* **Exercise directions**:
Starting at the line containing "Please mark the boy in red jersey holding" and ending at the last of the rows, write those lines out again, swapping "jersey" for "shirt" and leaving everything else unchanged.

● ● ● ● ●

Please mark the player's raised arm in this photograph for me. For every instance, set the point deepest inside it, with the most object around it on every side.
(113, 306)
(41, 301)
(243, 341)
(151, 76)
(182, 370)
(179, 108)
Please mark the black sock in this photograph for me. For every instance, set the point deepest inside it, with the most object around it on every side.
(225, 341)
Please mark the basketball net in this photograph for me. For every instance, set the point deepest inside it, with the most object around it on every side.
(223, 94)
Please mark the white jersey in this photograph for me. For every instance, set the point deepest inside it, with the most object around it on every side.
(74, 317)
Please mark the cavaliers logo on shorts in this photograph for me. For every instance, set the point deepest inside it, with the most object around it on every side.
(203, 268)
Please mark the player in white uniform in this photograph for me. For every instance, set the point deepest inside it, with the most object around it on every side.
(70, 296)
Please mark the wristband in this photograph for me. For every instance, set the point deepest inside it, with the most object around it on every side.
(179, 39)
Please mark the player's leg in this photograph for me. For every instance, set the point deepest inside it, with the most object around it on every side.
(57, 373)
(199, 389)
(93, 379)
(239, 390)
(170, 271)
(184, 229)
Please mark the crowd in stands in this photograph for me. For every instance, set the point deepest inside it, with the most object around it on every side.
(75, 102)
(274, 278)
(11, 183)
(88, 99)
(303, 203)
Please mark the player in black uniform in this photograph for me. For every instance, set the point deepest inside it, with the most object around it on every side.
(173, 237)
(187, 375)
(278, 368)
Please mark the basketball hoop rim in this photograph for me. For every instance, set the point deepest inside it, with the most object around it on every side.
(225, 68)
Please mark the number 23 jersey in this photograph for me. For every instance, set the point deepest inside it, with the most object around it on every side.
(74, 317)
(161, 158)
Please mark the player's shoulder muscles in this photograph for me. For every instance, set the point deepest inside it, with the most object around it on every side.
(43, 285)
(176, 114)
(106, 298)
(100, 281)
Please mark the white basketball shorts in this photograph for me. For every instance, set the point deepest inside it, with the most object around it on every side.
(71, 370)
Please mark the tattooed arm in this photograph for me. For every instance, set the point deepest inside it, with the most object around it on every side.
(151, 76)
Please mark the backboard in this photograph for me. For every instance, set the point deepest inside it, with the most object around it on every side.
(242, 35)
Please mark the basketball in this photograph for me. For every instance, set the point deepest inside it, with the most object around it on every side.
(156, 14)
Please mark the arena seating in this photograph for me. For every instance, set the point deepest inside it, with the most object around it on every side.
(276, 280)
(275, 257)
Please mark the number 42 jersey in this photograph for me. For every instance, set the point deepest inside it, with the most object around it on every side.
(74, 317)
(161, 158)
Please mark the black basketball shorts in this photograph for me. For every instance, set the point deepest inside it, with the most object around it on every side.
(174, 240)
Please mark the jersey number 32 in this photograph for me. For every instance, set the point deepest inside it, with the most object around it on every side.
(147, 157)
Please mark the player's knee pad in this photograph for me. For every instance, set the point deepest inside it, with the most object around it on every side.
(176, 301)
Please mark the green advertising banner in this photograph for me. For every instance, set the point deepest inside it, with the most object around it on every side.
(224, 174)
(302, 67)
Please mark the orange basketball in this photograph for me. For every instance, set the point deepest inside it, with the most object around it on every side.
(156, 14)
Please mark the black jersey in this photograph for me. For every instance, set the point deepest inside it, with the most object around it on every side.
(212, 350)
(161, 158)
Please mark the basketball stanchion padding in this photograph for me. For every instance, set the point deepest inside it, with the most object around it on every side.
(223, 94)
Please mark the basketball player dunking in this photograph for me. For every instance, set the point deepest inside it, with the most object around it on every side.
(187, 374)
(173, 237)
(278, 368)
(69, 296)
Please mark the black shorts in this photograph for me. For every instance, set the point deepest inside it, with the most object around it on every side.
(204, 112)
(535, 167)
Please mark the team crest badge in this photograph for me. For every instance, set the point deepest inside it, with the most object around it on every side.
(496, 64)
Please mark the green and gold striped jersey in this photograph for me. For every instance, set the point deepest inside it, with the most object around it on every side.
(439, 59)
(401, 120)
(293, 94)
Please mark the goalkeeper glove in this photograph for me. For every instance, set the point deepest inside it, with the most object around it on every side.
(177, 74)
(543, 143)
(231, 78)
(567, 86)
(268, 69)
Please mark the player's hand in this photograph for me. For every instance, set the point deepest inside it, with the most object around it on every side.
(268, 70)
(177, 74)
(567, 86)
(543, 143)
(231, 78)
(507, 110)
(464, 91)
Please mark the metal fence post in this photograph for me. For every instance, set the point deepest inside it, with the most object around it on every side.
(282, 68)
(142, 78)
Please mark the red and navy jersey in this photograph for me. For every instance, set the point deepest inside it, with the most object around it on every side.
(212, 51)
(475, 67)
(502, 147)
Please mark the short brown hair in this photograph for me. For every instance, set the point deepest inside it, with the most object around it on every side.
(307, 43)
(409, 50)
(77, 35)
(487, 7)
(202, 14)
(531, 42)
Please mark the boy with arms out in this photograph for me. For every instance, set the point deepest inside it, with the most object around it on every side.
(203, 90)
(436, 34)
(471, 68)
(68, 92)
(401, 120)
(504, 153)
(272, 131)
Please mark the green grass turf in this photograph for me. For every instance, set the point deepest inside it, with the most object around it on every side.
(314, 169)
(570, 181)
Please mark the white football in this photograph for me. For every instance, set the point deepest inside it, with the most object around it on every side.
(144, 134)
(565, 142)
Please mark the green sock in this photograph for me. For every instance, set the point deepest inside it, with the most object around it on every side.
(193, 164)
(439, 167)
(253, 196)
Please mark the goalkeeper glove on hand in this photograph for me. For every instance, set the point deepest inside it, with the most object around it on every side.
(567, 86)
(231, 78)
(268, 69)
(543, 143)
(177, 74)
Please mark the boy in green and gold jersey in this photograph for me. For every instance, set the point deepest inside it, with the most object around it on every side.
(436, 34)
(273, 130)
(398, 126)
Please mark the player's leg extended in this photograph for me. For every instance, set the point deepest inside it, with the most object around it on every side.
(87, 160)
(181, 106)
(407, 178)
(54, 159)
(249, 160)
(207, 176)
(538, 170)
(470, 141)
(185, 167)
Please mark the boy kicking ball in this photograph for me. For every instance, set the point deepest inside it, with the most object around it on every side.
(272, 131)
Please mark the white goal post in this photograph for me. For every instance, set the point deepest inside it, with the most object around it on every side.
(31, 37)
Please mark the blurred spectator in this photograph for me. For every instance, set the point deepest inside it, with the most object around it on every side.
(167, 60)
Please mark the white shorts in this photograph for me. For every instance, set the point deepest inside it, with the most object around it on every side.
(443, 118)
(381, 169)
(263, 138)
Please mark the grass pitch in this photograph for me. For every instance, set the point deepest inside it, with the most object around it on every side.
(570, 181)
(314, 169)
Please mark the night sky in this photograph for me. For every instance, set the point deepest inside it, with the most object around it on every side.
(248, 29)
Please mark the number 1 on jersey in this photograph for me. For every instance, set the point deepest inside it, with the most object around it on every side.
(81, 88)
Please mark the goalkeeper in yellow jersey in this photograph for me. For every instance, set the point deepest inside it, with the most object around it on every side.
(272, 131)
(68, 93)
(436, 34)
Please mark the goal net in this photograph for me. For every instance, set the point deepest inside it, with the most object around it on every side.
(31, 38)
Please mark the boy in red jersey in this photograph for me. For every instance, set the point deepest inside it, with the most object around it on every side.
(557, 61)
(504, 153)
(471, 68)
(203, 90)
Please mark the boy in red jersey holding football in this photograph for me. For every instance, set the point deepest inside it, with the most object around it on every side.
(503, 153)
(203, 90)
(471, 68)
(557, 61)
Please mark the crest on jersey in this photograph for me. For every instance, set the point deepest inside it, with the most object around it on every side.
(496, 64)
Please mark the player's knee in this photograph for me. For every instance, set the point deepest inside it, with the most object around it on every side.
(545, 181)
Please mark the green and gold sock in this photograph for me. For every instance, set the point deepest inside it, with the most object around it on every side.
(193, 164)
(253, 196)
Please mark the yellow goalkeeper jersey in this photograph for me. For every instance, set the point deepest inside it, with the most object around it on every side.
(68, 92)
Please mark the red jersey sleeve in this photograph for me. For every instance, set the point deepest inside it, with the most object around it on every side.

● ● ● ● ●

* **Exercise answer**:
Please mark the boy in red shirt holding football in this photograph for me. For every instance, set the point deepest inside it, with the most object around it on every side.
(503, 153)
(203, 90)
(471, 68)
(557, 61)
Please mark the crest on shirt in this photograph for me. For every instance, set the point deepest inside it, with the most object around it on every side.
(496, 64)
Please mark the player's knee in this photograph for me. For every instance, set the point deepest inside it, with the most object around it on every side.
(545, 181)
Please mark the green and gold sock in this photograph for me. For every instance, set the point deepest inside it, with the most object around it on every side.
(193, 164)
(253, 196)
Please mark the yellow goalkeeper shirt in this photograph for me. For every instance, set the point deepest inside it, with the most object around it on every side.
(68, 92)
Please mark the red shirt sleeve in this photograph for me. For every instance, set the point deepest inside it, with the most object around it on every side.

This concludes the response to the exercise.